→ **PROBLEM REQUIREMENTS**: Copy out every one of the entries below word for word, with nothing changed.

· · ·

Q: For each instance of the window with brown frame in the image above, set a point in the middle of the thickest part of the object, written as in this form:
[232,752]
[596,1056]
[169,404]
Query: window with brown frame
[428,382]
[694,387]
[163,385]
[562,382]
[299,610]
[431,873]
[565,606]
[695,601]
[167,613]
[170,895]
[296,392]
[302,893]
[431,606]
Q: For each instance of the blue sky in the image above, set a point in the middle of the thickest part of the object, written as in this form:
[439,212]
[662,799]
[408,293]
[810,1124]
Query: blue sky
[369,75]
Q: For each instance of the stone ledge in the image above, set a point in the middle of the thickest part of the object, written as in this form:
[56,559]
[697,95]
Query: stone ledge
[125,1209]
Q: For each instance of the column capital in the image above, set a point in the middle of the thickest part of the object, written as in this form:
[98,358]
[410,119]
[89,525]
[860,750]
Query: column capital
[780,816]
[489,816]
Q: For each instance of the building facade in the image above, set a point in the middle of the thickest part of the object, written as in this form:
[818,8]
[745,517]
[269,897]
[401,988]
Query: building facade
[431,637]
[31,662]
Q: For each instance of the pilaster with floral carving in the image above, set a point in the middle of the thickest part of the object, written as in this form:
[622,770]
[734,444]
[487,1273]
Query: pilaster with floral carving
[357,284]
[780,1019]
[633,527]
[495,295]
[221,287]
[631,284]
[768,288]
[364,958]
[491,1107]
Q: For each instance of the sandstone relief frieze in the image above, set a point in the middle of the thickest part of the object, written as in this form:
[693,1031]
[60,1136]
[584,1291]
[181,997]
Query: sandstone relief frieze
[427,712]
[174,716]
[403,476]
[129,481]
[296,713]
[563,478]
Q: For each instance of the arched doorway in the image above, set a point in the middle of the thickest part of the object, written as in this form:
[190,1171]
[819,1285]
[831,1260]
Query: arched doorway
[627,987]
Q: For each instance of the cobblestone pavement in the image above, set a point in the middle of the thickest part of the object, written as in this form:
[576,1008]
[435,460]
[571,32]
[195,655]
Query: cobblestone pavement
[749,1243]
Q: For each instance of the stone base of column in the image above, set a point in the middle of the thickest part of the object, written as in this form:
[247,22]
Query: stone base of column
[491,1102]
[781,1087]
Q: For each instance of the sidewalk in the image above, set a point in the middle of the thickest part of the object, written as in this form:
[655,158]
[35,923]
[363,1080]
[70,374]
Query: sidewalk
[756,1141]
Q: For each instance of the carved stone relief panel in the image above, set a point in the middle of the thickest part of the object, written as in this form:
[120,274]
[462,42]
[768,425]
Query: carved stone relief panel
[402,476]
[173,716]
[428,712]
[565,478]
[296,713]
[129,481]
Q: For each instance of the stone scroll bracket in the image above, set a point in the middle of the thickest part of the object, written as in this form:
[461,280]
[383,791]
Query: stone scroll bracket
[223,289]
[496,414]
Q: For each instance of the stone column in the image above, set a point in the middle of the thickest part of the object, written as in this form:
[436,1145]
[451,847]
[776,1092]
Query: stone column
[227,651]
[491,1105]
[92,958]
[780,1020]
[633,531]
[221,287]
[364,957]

· · ·

→ **RESULT**:
Q: For each instance of the window with brown frame in the image above, set a point in the middle of the thickest part of the object, written as in this form:
[232,752]
[596,1056]
[169,404]
Query: window with brown frame
[428,382]
[694,387]
[163,385]
[562,382]
[299,610]
[431,873]
[565,606]
[695,601]
[167,613]
[170,895]
[296,392]
[302,893]
[431,606]
Q: For each instance of the blue sky in the image above, set a point in the middle of the thickest part of the object, written as in this form:
[439,212]
[662,799]
[408,293]
[810,1124]
Query: blue sky
[369,75]
Q: For each instance of the stone ledge in the image above, set a point in the middle of the thickest part of the object, written as in this form:
[56,559]
[697,95]
Query: stone ledge
[125,1209]
Q: For each instance of the column capital in the image above, set a point in the middle of the thickest part of the object, written as in this form:
[98,358]
[410,119]
[89,525]
[860,750]
Query: column capital
[780,816]
[489,816]
Q: For each instance of the building facade in the image above, set a point in the middle of the thickest part of the object, written as in this form:
[818,8]
[745,517]
[269,897]
[401,988]
Query: building facade
[431,637]
[31,662]
Q: For each instance of the pilaster with floral carving in the image above, set a point in the middle of the thickest part of the object, written as in this form:
[622,770]
[734,444]
[487,1273]
Query: pilaster with floral carving
[357,284]
[780,1019]
[633,527]
[495,295]
[221,287]
[631,284]
[768,288]
[364,958]
[491,1107]
Q: For each instance of the sandstone relief frieze in the image above, set a point in the middle of the thickest part of the object, written as in this form:
[693,1031]
[60,1136]
[584,1291]
[181,997]
Query: sandstone relief frieze
[427,712]
[174,716]
[403,476]
[129,481]
[296,713]
[563,478]
Q: For each instance of the arched doorway in the image above, set a point in the middle of the thickest part of the object, written as in this form:
[190,1171]
[819,1285]
[831,1260]
Query: arched doorway
[627,987]
Q: For each instance of the cobblestone pavement in the image above, set a point in the middle of the thickest part of the object, written as in this form:
[576,1008]
[435,460]
[571,32]
[195,655]
Query: cobblestone pavement
[749,1243]
Q: For each instance of the stone base of column in the image above, set a point in the middle of the thickest part of the object, written as in this form:
[247,22]
Query: stone base of column
[491,1102]
[781,1087]
Q: For each instance of the sidewalk in the image above, set a point in the middle of the thickest part of the object, written as in this form:
[655,158]
[35,923]
[363,1080]
[70,374]
Query: sidewalk
[756,1141]
Q: For each instance of the carved stone relief panel in the image above, set a point in the middle of the thickest part of the object, written as in this form:
[120,274]
[462,42]
[768,425]
Query: carved stone relief panel
[402,476]
[173,716]
[428,712]
[565,478]
[296,713]
[129,481]
Q: For each instance of the stone scroll bracket in the image above, set a point in the middle of the thickest part of the object, written as in this form:
[461,280]
[383,791]
Query: stone scroll bracket
[223,289]
[496,414]
Q: For each instance of the stone column in the image above, set a point in the middle of the thickest part of the object, written as in this form:
[436,1145]
[451,847]
[776,1092]
Query: stone column
[227,651]
[491,1105]
[92,958]
[780,1020]
[633,531]
[221,287]
[364,957]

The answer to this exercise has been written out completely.